TEXT PROVIDED:

Georgian chicken recipe
My own discovery of Georgian food began with a family holiday to the Georgian coast. And as much as I love cooking and experimenting in the kitchen, I started with the recipe that is well known in my childhood home. Poussin Tabaka, which is a spatchcocked baby chicken cooked in an oven under a press.
As a young child I didn’t know where the name ‘tabaka’ came from. As I’ve learned from Olia, it is derived from the word ‘tapa’, a cast-iron pan used for cooking it.
I assumed it to be something a lot more alluring and even dangerous. You see, “tabak” means ‘tabacco’ in Russian, so what’s a young girl, who read too many 19th century novels to think but fire and adventure!
Spatchcocking as a technique can see intimidating if you haven’t done it before. Added to the complex Georgian spices and this can seem like a challenging recipe.

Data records
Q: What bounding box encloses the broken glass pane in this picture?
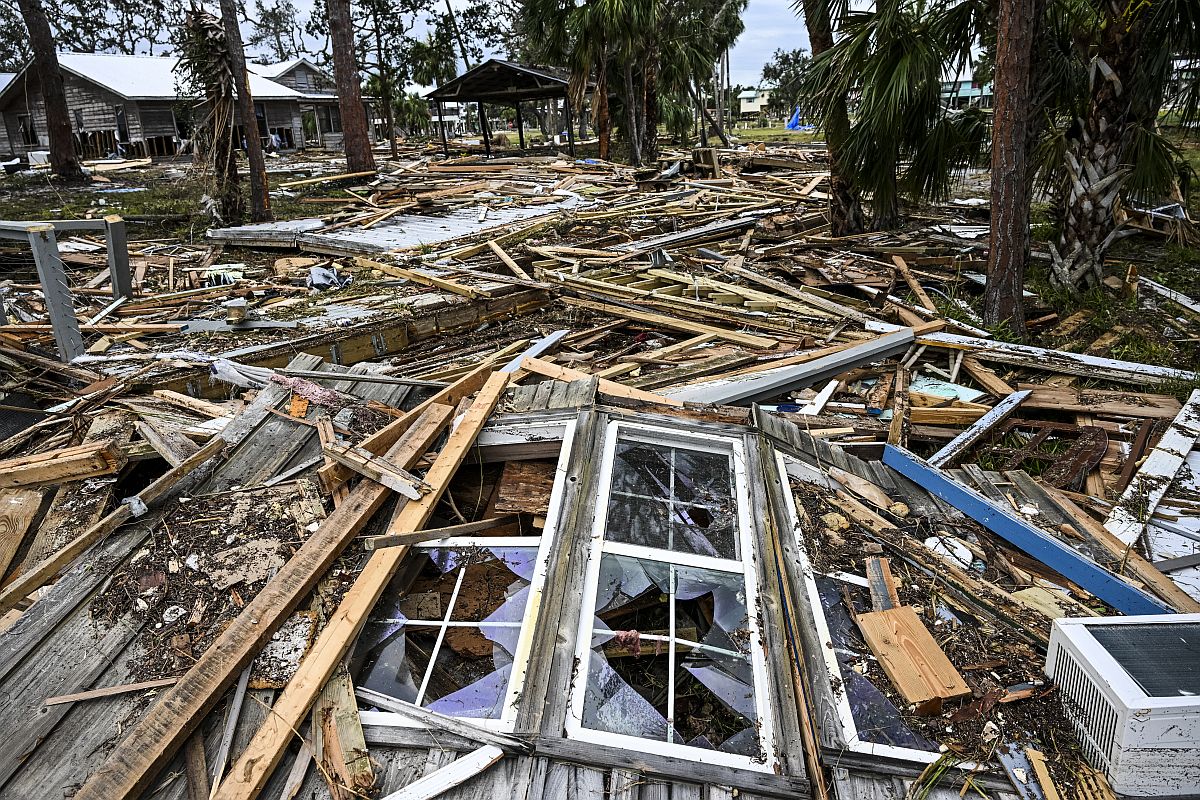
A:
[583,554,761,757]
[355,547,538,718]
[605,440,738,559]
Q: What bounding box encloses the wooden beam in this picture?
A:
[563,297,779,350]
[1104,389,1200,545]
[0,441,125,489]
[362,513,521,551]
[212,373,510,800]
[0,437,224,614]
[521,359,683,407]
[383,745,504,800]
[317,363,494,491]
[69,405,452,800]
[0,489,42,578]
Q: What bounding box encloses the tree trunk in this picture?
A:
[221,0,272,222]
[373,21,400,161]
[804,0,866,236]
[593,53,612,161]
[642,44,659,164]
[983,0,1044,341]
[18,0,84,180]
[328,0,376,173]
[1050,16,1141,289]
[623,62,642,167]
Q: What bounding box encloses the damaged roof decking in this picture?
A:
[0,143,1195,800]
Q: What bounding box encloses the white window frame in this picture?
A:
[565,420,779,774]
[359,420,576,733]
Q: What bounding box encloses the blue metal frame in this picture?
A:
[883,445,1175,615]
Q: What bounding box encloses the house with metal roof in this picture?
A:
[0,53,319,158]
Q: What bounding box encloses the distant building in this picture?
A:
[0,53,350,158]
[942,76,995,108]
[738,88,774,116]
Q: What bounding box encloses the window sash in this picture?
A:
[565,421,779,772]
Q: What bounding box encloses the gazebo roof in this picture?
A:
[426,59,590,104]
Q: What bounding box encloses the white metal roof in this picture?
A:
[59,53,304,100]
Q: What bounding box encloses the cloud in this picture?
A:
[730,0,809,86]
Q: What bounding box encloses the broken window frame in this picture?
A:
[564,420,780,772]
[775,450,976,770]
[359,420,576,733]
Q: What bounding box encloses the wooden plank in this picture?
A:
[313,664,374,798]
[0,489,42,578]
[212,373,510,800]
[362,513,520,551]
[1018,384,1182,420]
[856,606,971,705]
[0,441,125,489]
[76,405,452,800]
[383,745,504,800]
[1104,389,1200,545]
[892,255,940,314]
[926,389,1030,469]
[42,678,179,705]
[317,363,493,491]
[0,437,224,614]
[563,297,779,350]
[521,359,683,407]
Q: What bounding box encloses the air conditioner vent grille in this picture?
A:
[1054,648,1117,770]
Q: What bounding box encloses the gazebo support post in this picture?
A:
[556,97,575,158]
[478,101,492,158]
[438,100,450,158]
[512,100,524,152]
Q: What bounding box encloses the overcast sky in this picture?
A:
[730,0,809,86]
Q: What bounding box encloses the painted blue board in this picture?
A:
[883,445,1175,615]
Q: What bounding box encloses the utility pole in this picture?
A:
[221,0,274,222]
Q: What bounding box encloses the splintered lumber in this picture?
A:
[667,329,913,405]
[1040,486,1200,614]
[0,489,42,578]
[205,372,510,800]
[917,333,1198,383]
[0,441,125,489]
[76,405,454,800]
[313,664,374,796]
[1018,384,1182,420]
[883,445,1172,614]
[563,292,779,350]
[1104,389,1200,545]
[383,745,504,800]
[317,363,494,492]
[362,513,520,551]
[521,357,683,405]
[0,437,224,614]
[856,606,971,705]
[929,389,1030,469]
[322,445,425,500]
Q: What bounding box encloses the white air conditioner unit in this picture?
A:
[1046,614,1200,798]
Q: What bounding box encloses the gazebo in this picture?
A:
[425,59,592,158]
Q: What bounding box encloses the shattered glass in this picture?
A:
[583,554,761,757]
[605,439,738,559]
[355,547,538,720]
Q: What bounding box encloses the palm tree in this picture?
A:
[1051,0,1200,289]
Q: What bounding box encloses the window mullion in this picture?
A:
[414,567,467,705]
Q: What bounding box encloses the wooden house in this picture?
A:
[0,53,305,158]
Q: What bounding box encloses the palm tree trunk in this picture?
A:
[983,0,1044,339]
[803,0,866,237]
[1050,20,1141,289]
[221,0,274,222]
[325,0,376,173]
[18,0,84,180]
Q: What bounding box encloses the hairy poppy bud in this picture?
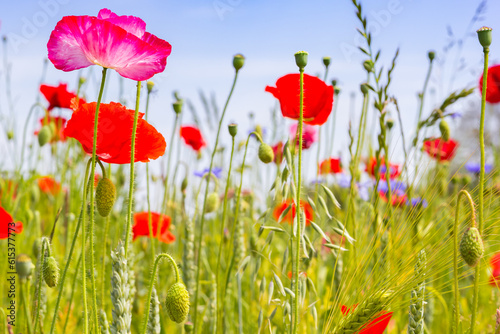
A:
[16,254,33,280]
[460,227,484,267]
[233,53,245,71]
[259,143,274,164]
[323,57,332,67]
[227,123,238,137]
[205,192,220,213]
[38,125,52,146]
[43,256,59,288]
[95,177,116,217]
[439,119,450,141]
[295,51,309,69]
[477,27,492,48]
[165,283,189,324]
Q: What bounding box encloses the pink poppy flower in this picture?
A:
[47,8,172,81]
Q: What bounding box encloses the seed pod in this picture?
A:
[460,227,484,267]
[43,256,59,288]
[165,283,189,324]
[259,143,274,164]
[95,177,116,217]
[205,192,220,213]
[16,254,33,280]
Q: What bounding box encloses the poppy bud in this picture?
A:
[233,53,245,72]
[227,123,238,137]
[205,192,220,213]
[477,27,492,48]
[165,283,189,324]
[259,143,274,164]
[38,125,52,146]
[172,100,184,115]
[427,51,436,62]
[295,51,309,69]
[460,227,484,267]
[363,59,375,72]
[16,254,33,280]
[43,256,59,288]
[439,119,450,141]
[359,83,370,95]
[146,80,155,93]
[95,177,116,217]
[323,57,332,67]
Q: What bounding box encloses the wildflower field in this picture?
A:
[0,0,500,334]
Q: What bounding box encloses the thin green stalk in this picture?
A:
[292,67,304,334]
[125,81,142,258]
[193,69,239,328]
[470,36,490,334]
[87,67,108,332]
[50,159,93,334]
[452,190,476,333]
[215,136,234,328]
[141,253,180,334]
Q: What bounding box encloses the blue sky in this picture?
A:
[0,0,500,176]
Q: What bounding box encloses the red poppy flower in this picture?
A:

TO DO:
(a) Answer these questions using the Georgian chicken recipe text:
(i) What began the writer's discovery of Georgian food?
(ii) How is Poussin Tabaka prepared and cooked?
(iii) Based on what the writer learned from Olia, what word does "tabaka" come from, and what does that word refer to?
(b) Rewrite the paragraph of the Georgian chicken recipe text that begins "My own discovery of Georgian food" in a shorter form, keeping its main facts.

RESULTS:
(a)
(i) A family holiday to the Georgian coast.
(ii) It is a spatchcocked baby chicken cooked in an oven under a press.
(iii) It comes from "tapa," a cast-iron pan used for cooking the dish.

(b) A family holiday to the Georgian coast started the writer's discovery of Georgian food. Despite a love of cooking and experimenting, the writer began with a recipe well known at home in childhood: Poussin Tabaka, a spatchcocked baby chicken cooked in an oven under a press.